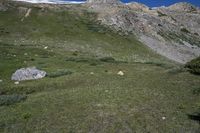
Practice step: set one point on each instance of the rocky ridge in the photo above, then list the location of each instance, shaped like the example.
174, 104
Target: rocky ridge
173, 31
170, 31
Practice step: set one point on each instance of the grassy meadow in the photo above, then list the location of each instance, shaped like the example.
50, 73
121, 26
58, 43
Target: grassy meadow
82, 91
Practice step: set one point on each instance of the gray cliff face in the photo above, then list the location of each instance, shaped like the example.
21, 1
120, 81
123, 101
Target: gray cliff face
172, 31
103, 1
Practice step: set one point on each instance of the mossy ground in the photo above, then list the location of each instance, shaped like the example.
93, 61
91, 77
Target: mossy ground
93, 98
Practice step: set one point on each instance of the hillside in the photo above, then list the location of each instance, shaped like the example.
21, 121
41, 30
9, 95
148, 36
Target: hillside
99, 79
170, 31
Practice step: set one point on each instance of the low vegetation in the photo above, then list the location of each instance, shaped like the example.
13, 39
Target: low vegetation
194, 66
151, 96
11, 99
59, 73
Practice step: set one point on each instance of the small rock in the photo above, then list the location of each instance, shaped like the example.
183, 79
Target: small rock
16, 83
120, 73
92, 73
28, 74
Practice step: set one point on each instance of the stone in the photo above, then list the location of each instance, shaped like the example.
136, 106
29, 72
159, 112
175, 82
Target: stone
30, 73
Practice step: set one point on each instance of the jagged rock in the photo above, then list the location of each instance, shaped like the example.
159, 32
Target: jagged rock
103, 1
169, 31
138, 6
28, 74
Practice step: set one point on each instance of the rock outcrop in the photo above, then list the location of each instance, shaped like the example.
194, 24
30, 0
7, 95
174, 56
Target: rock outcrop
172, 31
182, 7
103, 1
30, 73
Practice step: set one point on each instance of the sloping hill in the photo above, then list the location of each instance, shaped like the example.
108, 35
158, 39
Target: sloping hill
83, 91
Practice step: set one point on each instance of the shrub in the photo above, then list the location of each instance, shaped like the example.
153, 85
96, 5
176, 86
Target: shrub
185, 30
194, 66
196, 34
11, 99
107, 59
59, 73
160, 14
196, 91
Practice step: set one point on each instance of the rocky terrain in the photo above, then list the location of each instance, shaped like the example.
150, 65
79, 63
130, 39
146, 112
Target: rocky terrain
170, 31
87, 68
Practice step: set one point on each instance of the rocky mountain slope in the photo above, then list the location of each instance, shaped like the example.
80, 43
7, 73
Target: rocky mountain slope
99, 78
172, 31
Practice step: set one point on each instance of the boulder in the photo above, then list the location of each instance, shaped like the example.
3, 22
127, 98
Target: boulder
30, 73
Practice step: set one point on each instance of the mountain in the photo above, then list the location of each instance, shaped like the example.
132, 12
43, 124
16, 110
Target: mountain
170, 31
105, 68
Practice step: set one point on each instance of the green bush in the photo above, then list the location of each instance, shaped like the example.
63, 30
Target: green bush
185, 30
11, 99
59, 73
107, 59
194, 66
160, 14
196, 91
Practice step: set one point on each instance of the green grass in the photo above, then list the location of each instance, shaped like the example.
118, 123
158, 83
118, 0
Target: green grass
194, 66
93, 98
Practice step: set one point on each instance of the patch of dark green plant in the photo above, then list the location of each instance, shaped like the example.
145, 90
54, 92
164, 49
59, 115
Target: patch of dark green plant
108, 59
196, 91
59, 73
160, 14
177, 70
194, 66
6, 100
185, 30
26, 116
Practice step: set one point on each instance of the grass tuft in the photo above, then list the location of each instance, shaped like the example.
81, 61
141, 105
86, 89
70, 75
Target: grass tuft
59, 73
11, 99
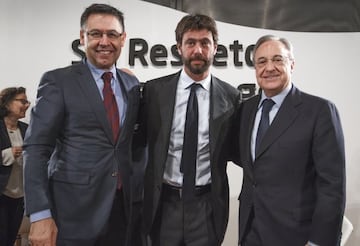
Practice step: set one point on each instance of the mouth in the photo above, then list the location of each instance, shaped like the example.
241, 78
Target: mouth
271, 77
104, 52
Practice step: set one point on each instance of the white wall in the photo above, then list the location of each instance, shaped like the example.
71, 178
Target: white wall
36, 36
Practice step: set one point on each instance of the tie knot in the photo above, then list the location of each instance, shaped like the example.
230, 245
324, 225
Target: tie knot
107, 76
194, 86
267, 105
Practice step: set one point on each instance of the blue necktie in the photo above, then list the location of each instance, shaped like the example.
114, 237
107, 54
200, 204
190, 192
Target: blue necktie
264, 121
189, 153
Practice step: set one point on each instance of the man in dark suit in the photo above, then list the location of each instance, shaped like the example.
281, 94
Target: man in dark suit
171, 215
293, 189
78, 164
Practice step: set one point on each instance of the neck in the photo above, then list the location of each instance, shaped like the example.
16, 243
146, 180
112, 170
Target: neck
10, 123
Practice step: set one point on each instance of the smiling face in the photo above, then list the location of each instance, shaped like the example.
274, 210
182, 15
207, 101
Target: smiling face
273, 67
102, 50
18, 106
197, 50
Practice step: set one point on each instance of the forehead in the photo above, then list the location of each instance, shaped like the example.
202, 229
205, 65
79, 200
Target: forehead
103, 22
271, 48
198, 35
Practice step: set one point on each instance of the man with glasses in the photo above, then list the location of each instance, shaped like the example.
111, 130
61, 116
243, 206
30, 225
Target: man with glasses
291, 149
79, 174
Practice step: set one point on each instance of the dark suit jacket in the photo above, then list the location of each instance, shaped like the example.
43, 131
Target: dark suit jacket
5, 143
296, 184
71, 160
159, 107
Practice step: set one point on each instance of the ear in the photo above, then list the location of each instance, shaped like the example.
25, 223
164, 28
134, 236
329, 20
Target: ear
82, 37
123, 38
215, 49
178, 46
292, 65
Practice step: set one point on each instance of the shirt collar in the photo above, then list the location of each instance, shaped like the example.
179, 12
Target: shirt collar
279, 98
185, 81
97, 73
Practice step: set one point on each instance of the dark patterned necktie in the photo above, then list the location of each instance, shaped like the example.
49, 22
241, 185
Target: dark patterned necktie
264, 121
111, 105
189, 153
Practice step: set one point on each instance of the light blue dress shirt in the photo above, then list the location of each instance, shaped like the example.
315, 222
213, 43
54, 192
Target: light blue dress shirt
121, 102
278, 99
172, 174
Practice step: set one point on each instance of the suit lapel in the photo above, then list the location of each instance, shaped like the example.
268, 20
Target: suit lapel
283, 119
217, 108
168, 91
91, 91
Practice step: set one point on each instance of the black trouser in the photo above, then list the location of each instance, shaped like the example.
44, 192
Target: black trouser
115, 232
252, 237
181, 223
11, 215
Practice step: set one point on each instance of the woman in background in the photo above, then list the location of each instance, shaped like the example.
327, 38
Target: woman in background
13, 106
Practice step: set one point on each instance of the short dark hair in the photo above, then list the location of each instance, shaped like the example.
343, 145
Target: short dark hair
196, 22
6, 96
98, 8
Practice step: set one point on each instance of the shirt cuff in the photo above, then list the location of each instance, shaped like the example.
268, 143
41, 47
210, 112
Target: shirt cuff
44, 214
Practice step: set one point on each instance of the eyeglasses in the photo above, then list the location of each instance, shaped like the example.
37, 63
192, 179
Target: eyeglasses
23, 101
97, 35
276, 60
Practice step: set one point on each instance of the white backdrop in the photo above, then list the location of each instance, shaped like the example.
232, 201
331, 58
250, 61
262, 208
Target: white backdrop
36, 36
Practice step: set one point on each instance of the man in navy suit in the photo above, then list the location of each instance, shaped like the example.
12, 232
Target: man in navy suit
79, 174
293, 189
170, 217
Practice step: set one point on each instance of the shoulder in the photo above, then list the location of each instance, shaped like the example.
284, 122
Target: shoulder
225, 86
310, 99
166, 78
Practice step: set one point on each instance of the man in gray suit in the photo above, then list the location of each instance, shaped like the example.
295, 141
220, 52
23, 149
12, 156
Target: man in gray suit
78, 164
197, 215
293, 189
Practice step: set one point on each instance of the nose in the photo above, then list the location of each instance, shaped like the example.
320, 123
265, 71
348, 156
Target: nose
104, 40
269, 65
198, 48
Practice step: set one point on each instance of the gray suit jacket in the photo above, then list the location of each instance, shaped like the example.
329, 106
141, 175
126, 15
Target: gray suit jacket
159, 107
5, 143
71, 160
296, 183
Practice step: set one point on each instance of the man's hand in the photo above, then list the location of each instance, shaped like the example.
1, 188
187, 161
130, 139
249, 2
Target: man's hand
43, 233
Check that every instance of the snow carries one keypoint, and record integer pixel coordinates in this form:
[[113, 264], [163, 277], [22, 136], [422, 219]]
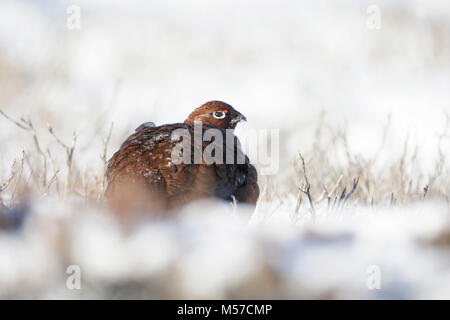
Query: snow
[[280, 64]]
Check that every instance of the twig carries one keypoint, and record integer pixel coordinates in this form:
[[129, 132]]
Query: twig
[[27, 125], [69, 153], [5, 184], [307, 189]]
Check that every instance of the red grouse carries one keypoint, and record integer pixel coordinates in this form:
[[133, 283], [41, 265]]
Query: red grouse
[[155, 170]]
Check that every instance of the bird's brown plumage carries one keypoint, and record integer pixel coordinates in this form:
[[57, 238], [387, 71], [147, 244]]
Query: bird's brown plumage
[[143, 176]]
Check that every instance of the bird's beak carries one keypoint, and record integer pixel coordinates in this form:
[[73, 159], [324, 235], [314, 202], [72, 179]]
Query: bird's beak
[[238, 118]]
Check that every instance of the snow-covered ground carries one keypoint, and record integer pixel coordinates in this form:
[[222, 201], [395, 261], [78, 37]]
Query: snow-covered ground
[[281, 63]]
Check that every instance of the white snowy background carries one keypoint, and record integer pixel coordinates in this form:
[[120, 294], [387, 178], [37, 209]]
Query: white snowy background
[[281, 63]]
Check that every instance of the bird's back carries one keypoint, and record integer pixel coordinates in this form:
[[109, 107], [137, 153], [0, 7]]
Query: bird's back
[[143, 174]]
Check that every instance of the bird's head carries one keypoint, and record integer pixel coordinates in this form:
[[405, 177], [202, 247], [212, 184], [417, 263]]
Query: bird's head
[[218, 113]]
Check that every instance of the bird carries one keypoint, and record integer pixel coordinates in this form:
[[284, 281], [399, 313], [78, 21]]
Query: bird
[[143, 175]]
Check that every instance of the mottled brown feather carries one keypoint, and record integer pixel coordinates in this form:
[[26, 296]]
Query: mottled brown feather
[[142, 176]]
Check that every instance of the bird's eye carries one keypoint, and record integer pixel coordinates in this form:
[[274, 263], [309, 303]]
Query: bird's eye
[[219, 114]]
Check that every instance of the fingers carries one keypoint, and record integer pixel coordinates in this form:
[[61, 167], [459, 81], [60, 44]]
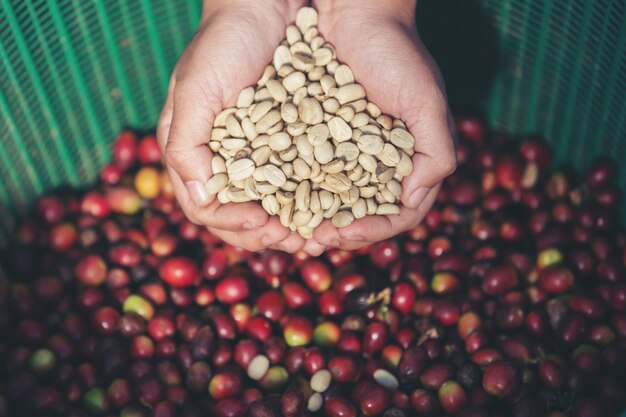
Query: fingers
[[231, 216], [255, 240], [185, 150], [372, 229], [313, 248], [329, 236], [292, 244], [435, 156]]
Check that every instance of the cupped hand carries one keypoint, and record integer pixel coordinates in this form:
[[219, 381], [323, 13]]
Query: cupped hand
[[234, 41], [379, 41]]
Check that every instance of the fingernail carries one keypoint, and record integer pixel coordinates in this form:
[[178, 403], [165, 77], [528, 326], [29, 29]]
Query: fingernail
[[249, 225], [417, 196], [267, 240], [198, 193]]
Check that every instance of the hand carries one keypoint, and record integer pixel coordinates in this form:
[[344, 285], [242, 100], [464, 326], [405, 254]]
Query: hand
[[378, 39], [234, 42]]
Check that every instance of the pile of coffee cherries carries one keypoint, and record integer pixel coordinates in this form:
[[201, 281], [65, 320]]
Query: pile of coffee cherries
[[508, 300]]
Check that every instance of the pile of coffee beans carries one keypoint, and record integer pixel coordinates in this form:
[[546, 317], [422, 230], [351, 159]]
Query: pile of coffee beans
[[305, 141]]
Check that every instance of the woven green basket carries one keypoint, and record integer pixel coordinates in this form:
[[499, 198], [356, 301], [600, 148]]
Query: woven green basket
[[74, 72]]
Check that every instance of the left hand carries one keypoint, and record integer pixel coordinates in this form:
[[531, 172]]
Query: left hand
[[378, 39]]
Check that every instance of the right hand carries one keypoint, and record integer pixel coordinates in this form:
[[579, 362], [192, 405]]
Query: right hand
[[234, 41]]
■ ■ ■ ■
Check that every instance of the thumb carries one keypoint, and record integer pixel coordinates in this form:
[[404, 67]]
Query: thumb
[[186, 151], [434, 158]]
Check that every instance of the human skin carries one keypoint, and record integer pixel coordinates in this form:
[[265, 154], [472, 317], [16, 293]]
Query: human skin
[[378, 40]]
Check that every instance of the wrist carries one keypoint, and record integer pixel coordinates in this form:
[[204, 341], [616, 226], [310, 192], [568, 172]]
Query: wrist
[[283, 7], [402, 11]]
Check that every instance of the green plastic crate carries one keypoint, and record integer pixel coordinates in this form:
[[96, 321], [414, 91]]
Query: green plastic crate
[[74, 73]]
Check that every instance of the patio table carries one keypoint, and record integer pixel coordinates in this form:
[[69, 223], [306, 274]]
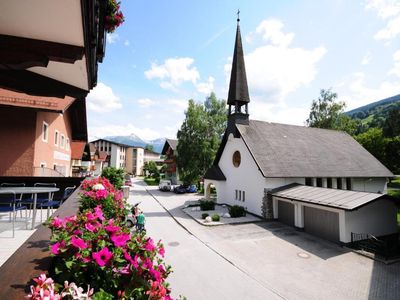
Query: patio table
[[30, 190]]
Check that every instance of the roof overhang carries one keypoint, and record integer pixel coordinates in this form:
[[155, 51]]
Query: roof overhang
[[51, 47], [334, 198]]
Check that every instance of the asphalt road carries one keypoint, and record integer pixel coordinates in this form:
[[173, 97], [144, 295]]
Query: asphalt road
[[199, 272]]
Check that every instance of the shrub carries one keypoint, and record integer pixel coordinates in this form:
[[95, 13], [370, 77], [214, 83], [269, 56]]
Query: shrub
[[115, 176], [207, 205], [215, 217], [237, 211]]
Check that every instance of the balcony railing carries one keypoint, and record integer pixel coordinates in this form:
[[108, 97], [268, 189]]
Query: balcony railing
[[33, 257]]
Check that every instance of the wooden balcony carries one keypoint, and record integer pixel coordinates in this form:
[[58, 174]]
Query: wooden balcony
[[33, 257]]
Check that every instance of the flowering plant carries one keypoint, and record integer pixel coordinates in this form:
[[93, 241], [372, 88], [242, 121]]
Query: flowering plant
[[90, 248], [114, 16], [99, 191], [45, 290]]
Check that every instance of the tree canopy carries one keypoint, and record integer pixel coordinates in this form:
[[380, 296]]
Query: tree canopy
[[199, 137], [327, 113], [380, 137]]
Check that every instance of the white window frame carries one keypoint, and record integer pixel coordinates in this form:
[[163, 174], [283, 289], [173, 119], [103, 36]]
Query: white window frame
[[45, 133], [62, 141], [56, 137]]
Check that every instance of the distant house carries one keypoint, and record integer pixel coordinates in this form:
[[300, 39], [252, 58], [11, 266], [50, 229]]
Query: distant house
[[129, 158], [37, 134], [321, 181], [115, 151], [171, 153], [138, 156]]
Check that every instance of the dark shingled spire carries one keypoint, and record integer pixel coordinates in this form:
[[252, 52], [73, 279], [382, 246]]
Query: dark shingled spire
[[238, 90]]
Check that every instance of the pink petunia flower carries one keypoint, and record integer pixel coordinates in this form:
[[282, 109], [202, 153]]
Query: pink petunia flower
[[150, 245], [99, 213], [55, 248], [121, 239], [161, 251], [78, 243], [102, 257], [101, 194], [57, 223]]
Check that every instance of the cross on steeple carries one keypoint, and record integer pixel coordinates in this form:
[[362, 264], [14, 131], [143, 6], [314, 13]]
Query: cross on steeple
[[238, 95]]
■ ■ ■ ■
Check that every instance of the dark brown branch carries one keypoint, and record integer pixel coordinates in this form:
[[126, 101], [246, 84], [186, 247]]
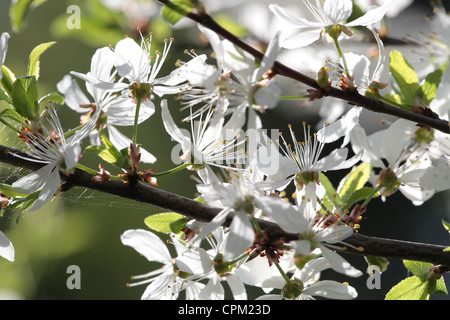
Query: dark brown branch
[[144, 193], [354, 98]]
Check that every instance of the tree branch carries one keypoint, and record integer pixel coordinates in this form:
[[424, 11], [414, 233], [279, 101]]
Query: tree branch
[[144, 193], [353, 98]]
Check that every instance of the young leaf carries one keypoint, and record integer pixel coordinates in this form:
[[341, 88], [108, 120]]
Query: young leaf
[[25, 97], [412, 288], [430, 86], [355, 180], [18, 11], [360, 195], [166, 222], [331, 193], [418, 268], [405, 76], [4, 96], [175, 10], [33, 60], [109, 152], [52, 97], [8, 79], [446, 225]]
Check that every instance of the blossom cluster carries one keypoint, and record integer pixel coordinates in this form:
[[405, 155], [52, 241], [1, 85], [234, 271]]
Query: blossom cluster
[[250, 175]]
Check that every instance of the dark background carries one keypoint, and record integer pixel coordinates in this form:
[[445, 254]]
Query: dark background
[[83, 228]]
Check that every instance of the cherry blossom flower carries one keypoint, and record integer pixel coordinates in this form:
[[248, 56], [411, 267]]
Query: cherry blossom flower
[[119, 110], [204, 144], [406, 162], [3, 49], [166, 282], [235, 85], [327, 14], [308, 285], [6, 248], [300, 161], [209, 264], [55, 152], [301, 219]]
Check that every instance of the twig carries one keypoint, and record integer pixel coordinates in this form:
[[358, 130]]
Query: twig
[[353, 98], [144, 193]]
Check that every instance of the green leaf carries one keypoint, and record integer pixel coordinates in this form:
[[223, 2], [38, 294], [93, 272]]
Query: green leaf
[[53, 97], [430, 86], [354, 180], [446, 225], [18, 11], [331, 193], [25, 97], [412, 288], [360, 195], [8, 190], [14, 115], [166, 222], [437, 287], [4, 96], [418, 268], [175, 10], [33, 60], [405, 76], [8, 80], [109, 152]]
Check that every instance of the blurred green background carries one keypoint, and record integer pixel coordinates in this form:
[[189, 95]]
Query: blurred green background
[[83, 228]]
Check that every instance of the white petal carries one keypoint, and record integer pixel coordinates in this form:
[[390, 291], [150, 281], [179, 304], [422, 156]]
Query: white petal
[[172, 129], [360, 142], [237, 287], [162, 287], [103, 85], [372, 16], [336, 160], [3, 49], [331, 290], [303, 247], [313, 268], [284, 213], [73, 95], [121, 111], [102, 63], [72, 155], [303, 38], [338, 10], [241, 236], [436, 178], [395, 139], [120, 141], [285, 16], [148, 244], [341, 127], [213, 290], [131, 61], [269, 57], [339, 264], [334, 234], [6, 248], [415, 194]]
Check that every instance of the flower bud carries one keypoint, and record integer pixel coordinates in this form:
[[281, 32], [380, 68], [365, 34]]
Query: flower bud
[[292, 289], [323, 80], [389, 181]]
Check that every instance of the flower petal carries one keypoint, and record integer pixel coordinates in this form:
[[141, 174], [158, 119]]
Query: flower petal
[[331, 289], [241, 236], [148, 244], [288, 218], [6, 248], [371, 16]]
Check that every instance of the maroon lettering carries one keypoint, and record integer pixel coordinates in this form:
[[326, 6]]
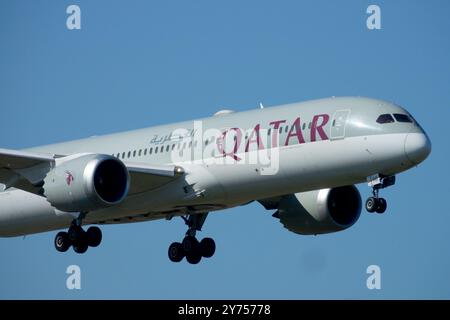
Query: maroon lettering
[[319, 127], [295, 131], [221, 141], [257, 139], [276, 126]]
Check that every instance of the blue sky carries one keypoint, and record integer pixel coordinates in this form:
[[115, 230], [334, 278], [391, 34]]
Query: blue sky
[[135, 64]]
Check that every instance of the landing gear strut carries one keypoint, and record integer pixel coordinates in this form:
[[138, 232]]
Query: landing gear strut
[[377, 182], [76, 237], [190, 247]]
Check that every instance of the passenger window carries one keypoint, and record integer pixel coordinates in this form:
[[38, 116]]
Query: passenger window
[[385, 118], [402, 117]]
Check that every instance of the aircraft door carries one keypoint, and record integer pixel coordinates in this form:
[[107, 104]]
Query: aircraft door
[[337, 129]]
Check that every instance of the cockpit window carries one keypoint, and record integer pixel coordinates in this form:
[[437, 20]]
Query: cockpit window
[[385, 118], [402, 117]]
■ ■ ■ ■
Exercise instructions —
How many lines in the records above contain the string "jacket", with case counting? Reply with the number alone.

Response for this exercise —
4